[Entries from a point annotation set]
__________

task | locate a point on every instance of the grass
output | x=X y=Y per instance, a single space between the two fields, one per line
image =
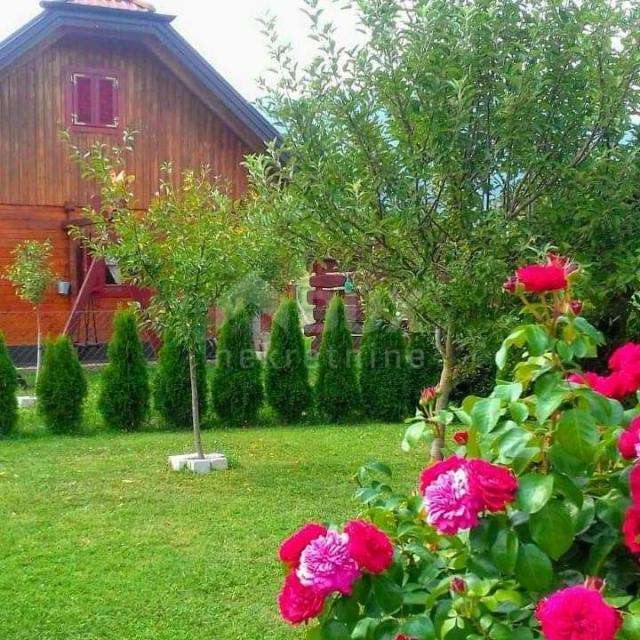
x=100 y=540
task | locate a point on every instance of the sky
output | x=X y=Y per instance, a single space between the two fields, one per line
x=225 y=32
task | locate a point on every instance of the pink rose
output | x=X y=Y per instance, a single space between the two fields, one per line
x=578 y=613
x=291 y=549
x=298 y=603
x=326 y=564
x=496 y=485
x=369 y=546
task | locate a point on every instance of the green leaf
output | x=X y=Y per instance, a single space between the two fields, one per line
x=505 y=550
x=388 y=594
x=419 y=628
x=537 y=339
x=547 y=404
x=552 y=529
x=485 y=414
x=534 y=491
x=533 y=568
x=508 y=392
x=364 y=629
x=334 y=630
x=578 y=433
x=519 y=411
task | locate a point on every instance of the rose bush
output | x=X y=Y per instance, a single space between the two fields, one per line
x=530 y=525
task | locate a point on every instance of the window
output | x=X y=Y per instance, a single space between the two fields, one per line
x=94 y=101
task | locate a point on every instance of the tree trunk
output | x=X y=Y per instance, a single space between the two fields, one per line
x=445 y=387
x=39 y=345
x=195 y=405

__________

> **DIRECTION**:
Print all of the material above verbatim, omitting the pictures.

> **TASK SOLUTION**:
task | locate a point on every instance of the grass
output | x=X y=Y per instance, a single space between the two fields, one per line
image =
x=100 y=540
task | locate a point on every instance of the sky
output | x=X y=Y per instance, a single space between the two fields, one per line
x=225 y=32
task | locate a point on every instance of the pink rose
output | x=X y=Y per instance, a single space between the two fields, one per line
x=578 y=613
x=291 y=549
x=298 y=603
x=326 y=564
x=496 y=485
x=369 y=546
task | locate a point on every instance of the green leaf
output | x=X y=Y per instance, a single space between the two fields, one per line
x=505 y=550
x=388 y=594
x=419 y=628
x=537 y=339
x=547 y=404
x=552 y=529
x=485 y=414
x=534 y=491
x=533 y=568
x=508 y=392
x=364 y=629
x=334 y=630
x=578 y=433
x=519 y=411
task | locate a point on every instance of the rose bush
output | x=X y=Y per instance, a single space between the two fields, one per line
x=530 y=525
task | locate a point on every instance of the window
output | x=X y=Y per instance, a single space between the two fields, one per line
x=94 y=101
task | locate a point on every instance of the tree trunk
output | x=X y=Y per instance, a single space between the two fields, one per line
x=445 y=387
x=39 y=345
x=195 y=405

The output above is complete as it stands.